→ Extrait du texte

★ ★ ★ ★ ★ ★ ★

Pour parfaitement l'imiter, il faut se mettre dans la peau du
personnage, c'est-à-dire avoir une grande gueule et faire son malin
avec sa Rolex / son autoradio / son "G" (GSM = portable) acheté à
crédit qui a coûté 3 mois de salaire. En bref, il faut être un gars de
la capitale.

D'ailleurs, n'oubliez pas le dicton: Parisien, tête de chien,
Bruxellois, même combat. De plus, le vrai Bruxellois utilise
50% de mots français et 50% de mots "flamands" ou flamandisés juste
pour faire bien.
Ex: "Ah, fieu waar heb je de velo gelaisseerd? Ah, ja, in de camionnette." Traduction: "Eh bien, mec, ou as-tu laissé le vélo ? Ah, oui, dans la camionnette.

3. Avoir une bonne prononciation.

Un bon conseil: bossez un sérieux coup la-dessus. La seule façon
d'apprendre, c'est d'écouter!
Quelques exemples:
- Bruxelles, se prononce Brusselle (et pas Brukselle)
- Anvers, se prononce Anverssss (et pas En Vert, le "S" est là, alors il faut l'utiliser)
- Rembrandt se prononce Rembrandt ( et pas Rang Bran)
- Le célèbre W. En France, on préfère le prononcer (souvent erronément!) comme un simple V. En Belgique, on préférera le prononcer " ouhé ".
Ex: wagon: ouhagon, weï: ouheï, huit: ouhit, BMW se dit Bé Em Wé,
idem pour une VW et les WC
(qui me rappelle: "aller à la toilette" et "non aux toilettes", une à la fois, s'il-te-plaît bien!)
- Les noms flamands : à apprendre au cas par cas. Mais, en tout cas: oubliez la prononciation française!!!!
Ex: Maastricht: le ch ne se prononce par ch, ni k, mais avec une sorte de râle comme si vous vouliez cracher.

★ ★ ★ ★ ★ ★ ★

→ Défi 1
Recopiez à l'identique les lignes des enregistrements, en commençant par celle qui contient « Where can the concrete column » et en terminant par celle qui contient « <point>125,297</point> ».

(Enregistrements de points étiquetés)
★ ★ ★ ★ ★ ★ ★

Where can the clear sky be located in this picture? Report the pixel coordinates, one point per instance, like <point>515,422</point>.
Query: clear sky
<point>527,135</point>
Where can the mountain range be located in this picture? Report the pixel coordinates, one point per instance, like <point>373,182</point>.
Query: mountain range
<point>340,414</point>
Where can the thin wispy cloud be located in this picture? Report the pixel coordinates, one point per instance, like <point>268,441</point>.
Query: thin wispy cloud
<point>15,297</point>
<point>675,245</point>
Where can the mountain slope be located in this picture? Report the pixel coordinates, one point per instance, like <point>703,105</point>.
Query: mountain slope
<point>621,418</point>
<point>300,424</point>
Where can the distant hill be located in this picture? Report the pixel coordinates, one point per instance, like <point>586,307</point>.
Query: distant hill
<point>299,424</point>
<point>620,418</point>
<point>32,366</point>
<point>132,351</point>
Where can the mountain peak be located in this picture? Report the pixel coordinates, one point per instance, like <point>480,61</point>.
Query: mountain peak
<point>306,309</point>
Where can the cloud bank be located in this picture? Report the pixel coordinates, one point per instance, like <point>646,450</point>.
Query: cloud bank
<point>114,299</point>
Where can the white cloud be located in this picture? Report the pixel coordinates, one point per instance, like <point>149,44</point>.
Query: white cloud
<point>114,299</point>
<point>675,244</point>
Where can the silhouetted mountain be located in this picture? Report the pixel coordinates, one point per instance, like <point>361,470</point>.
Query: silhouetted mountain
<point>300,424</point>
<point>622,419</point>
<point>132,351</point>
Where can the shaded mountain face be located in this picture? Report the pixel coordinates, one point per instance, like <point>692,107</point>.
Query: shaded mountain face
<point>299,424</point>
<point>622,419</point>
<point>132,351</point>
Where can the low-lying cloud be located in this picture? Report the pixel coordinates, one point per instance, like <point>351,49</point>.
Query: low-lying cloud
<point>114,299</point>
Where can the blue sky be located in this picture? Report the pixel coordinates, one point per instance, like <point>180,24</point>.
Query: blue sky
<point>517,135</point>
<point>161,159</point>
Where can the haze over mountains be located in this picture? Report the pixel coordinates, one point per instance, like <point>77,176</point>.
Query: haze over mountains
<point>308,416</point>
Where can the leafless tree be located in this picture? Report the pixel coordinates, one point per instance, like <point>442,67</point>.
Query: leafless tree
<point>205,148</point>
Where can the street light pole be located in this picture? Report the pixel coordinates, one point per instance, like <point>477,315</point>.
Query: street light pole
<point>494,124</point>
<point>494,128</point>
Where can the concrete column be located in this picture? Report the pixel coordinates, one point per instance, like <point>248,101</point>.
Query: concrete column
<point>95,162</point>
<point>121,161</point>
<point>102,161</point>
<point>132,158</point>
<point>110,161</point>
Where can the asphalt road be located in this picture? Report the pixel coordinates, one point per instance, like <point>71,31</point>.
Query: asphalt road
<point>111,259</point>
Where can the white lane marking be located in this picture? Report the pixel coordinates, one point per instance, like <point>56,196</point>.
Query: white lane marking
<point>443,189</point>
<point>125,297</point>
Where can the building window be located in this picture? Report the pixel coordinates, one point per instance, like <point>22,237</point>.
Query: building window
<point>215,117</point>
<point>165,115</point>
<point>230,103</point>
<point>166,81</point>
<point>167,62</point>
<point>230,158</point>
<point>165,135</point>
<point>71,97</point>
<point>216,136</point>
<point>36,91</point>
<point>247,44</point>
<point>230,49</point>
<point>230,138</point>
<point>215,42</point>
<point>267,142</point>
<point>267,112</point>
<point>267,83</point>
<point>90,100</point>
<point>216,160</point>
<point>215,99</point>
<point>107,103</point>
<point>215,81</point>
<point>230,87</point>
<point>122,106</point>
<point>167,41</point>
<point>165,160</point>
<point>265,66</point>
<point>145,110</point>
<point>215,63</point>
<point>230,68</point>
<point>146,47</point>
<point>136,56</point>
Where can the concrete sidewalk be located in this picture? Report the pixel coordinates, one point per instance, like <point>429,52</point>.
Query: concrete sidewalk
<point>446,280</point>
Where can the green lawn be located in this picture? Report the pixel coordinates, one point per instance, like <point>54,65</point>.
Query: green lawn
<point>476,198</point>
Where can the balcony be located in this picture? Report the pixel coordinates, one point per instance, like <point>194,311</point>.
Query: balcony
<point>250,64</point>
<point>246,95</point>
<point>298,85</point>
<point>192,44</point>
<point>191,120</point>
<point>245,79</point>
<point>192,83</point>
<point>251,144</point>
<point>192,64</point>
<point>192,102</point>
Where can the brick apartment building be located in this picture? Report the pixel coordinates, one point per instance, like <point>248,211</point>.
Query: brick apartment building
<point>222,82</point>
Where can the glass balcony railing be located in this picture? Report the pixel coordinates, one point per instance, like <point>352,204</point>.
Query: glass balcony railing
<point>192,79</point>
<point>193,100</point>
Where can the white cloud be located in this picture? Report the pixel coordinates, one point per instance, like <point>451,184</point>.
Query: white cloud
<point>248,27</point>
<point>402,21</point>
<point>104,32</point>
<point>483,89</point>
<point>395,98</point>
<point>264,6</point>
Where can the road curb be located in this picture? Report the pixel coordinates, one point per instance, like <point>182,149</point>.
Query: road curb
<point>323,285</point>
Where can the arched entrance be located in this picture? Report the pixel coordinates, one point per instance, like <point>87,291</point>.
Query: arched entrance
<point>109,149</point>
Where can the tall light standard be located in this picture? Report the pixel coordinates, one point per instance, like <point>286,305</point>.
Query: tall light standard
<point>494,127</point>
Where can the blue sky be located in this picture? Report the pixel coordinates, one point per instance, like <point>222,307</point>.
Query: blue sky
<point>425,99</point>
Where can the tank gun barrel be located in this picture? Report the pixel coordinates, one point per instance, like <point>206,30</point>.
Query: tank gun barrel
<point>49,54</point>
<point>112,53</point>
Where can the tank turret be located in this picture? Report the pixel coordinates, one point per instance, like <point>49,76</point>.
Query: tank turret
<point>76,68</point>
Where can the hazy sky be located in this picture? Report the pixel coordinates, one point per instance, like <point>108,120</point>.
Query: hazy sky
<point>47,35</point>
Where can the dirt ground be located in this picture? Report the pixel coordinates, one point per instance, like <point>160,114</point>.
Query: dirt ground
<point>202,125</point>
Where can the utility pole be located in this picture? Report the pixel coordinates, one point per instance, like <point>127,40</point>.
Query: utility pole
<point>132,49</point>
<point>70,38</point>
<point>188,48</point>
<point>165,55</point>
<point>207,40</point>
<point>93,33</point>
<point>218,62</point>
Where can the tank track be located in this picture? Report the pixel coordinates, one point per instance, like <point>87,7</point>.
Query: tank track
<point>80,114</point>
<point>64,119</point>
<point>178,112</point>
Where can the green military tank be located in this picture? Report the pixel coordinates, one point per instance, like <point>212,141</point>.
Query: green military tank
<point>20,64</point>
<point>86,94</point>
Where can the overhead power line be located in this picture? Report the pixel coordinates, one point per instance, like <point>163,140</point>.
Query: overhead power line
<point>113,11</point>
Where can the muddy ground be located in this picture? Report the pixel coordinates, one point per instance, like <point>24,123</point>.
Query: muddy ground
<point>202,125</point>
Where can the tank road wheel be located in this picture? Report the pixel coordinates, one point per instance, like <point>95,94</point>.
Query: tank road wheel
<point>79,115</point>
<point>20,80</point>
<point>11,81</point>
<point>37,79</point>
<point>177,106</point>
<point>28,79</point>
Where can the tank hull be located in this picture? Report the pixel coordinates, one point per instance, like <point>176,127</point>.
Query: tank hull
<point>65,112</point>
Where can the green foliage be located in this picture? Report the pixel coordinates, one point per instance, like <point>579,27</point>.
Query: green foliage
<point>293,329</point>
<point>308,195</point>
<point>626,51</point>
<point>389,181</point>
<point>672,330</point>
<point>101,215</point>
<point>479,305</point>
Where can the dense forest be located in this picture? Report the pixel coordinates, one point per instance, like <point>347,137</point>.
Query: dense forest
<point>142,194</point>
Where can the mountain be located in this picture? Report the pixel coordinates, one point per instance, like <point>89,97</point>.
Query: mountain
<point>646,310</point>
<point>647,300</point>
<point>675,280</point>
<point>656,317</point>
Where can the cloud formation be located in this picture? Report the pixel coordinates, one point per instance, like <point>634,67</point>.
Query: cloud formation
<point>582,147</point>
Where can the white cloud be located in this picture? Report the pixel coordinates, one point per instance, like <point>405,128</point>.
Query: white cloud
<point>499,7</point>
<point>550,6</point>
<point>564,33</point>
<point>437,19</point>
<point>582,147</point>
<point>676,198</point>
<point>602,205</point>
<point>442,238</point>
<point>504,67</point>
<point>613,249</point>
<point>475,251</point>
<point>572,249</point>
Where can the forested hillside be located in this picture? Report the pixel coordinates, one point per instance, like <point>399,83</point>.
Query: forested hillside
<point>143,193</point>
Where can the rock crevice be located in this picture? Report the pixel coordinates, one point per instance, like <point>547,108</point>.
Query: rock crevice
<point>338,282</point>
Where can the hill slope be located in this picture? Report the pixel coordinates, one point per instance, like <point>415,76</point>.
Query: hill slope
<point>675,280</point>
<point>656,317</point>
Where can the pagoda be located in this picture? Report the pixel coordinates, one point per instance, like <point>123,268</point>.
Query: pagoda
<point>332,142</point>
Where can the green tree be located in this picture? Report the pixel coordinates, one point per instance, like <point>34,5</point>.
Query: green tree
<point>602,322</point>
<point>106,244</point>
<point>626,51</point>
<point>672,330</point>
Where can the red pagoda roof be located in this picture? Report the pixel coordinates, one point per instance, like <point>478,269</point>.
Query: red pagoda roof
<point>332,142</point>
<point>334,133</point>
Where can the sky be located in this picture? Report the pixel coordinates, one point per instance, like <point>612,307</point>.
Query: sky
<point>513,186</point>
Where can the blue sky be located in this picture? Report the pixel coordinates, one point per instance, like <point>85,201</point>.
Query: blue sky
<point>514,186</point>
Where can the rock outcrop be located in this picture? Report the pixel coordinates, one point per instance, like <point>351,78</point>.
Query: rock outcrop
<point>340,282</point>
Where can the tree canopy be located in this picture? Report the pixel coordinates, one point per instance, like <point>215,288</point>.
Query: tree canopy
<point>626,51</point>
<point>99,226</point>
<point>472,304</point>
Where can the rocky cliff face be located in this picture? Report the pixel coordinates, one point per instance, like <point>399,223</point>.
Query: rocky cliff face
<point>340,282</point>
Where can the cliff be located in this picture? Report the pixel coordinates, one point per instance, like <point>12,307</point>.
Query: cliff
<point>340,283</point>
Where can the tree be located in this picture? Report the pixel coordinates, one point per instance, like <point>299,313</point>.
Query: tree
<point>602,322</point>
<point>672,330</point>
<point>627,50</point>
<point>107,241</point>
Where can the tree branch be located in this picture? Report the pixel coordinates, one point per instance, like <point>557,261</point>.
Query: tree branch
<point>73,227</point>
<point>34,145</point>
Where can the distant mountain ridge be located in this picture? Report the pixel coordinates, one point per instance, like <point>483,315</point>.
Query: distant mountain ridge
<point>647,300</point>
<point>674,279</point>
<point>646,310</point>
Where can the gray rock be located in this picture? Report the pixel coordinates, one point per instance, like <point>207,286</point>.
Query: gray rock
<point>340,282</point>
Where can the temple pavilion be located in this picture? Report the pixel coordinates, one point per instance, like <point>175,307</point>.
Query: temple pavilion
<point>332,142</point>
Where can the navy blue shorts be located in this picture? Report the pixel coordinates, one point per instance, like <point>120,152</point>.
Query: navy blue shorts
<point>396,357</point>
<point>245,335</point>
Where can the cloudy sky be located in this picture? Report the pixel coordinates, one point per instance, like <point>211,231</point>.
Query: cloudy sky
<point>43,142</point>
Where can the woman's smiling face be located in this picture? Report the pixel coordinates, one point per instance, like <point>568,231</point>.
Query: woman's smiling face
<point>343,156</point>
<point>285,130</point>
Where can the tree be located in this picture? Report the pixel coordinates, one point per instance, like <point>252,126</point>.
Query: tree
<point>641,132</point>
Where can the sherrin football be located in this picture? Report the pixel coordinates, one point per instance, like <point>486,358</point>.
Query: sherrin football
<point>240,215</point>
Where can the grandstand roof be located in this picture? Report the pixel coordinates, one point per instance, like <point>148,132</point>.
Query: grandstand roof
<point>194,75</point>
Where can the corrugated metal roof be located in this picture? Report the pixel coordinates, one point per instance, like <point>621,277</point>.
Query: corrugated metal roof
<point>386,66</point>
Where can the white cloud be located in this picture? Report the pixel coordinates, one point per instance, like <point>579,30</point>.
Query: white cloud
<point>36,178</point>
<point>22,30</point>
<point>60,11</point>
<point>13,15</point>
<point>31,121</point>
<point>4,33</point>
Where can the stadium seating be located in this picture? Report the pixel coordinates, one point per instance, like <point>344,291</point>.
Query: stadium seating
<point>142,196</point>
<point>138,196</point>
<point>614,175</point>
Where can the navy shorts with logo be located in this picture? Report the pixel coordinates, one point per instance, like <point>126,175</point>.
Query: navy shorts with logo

★ ★ ★ ★ ★ ★ ★

→ Défi 2
Prolongez l'extrait sur la façon d'imiter un Bruxellois en reprenant juste après sa dernière phrase.

→ Réponse attendue 1
Where can the concrete column be located in this picture? Report the pixel coordinates, one point per instance, like <point>248,101</point>.
Query: concrete column
<point>95,162</point>
<point>121,161</point>
<point>102,161</point>
<point>132,158</point>
<point>110,161</point>
Where can the asphalt road be located in this picture? Report the pixel coordinates, one point per instance, like <point>71,31</point>.
Query: asphalt road
<point>111,259</point>
Where can the white lane marking be located in this picture? Report the pixel coordinates, one point per instance, like <point>56,196</point>.
Query: white lane marking
<point>443,189</point>
<point>125,297</point>

→ Réponse attendue 2
4. Les spécialités régionales

Vous ne trouverez jamais d'endives blanches et pointues en Belgique, mais des chicons (ou witloof). Vous ne mangez pas des sandwichs, mais des pistolets; pas de petits pains aux raisins, mais des couques aux raisins; pas de chaussons aux pommes, mais des gosettes. On déjeune le matin, on dîne à midi et on soupe le soir.

En Belgique, on "preste" des heures de travail ou un service.
Et on aime aller à la kermesse (fête du village) manger des caricoles (des espèces d'escargots de mer).

On va s'acheter un cornet de frites à la friture. Et si vous croisez des friteries ce sont soit des français immigrés, soit des belges complexés qui ont changé leur enseigne parce qu'un crétin leur avait dit que friture n'était pas français ! Eh! On est en Belgique, zot !

Et encore: en Belgique on tire son plan (se débrouiller), même quand on ne sait pas le chemin (ne pas connaître la route). On boit des pils (bières) en demi (0,25 litre et non 0,5 litre). On s'essuie les mains avec des essuies (serviettes), on attend famille quand on est enceinte (enfin les femmes en tout cas, les hommes c'est plus grave), et les portes s'ouvrent avec des clinches. Et à tantôt signifie à tout à l'heure (et ne fait pas référence à un moment passé, ni à l'après-midi !).

On utilise les torchons (serpillières), voire les loques à rloqu'ter pour nettoyer par terre et non pour essuyer la vaisselle. Pour nous, un crayon est toujours en bois avec une mine en graphite (... et jamais un crayon à papier !). En effet, les bics sont des stylos à billes et un stylo, un porte-plume.

Sinon, nous aussi, on sait qu'on est les meilleurs, mais nous, on préfère
faire semblant que non pour que personne ne s'en doute...

Et ce ne sont pas des carabistouilles !!!!
  • # Plus serieusement

    Posté par  (site web personnel, Mastodon) . Évalué à 4.

    Un techni-truc important, si après avoir visiter Bruxelles, vous décidez de rentrer en France, par Mons, il faut savoir que Mons en flamand se prononce Bergen. Ca vous evitera de faire 3 fois le tour du ring de Bruxelles (ne rigolez pas, c'est arrivé à des amis français)
  • # Re: Si vous comptez vous rendre en Belgique...

    Posté par  (site web personnel) . Évalué à 3.

    j'ajoute que les belges utilisent le verbe 'savoir' où nous utilisons 'pouvoir'

    par exemple

    extrait d'une conversation à la hotlin d'un FAI (vecu, souvent, par moi-même=
    hotliner:Mr, une fenetre vient d'apparaitre, cliquez sur OK
    client: Mais je ne sais pas appuyer sur OK (avec l'accent et tout...)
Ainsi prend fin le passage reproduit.